YOUR OBJECTIVE -
Quote the passage of the In a Submarine page starting at "Park has also" and ending at "Awards (Selected)", reproducing it word for word.

___ PASSAGE SHOWN

In a Submarine - K-ARTIST

In a Submarine

2019
Oil on paper 
120 x 150 cm
About The Work

Dasom Park has developed her practice by closely interweaving painterly methodology with an interest in the “body” as material—something subject to inevitable transformation. Her work undergoes a process of examining how the body, understood as a material concept, operates in reality, while also reflecting on the notion of loss embedded within it.
 
While Park’s work resonates with broader contemporary approaches to the body in painting, it distinguishes itself by reducing the body to material rather than amplifying emotional narrative or social symbolism. Aging, wrinkles, and inclination are not extended into tragic stories but reconstructed through physical conditions such as time and gravity. This orientation favors structure over excess emotion and condition over symbolic interpretation.
 
By adopting the very process through which matter responds and comes alive as her methodology, Dasom Park’s paintings move beyond serving as mere vessels for images; they become tactile devices akin to skin, transmitting sensation through contact. In identifying the human body with the body of painting, she forges a tender solidarity through—and alongside—material itself.
 
Her works thus no longer remain static entities fixed to the wall, but are encountered as flexible bodies and living matter.

Solo Exhibitions (Brief)

Park has held solo exhibitions including 《Hanging Paintings》 (A-Lounge Contemporary, Seoul, 2025), 《Four Sheets》 (Vohm Gallery, Seoul, 2024), 《Romantic Maxima》 (Place MAK2, Seoul, 2024), 《Flat Fire》 (Gallery SP, Seoul, 2023), and 《Drive》 (Gallery2, Seoul, 2023).

Group Exhibitions (Brief)

Park has also participated in numerous group exhibitions, including 《Shifting Scenes》 (APOproject, Seoul, 2025), 《And Afterwards》 (Kumho Museum of Art, Seoul, 2024), 《The Original Face》 (Laheen Gallery, Seoul, 2024), 《THREE HOLES》 (EVERYART Gallery, Seoul, 2023), 《Random Pages》 (Gallery SP, Seoul, 2022), 《Where All Places Are》 (Kumho Museum of Art, Seoul, 2021), among others. 

Awards (Selected)

Park was selected as a Kumho Young Artist in 2022.

Residencies (Selected)

Park was a resident artist at the Kumho Art Studio (15th term) from 2019 to 2021.

Works of Art

Interest in the ‘Body’ and the Methodology of Painting

Originality & Identity

Dasom Park’s practice begins with an understanding of the “body” as material. Here, the body is not a fixed identity but an entity inevitably transformed by time, gravity, and environment. In works such as Between Trees(2018), In a Submarine(2019), and Dining Room(2020), the bodies of humans, objects, and insects are exchanged and intertwined, gradually losing their specificity. The body is no longer represented as a figure but reduced to inclines, curves, and masses. The surfaces from this period resemble dreamlike scenes, reflecting the artist’s attempt to approach fears of loss and aging indirectly—through the condition of “forgetting” inherent to dreams rather than through direct representation.

______
___ DATA BLOCK

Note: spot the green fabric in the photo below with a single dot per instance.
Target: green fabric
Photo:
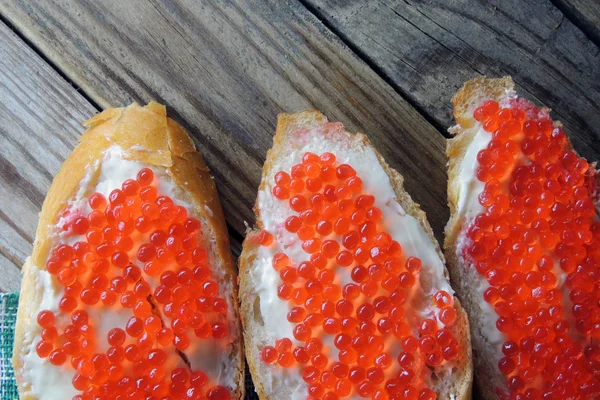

______

RESULT FOR THIS EXERCISE -
Park has also participated in numerous group exhibitions, including 《Shifting Scenes》 (APOproject, Seoul, 2025), 《And Afterwards》 (Kumho Museum of Art, Seoul, 2024), 《The Original Face》 (Laheen Gallery, Seoul, 2024), 《THREE HOLES》 (EVERYART Gallery, Seoul, 2023), 《Random Pages》 (Gallery SP, Seoul, 2022), 《Where All Places Are》 (Kumho Museum of Art, Seoul, 2021), among others. 

Awards (Selected)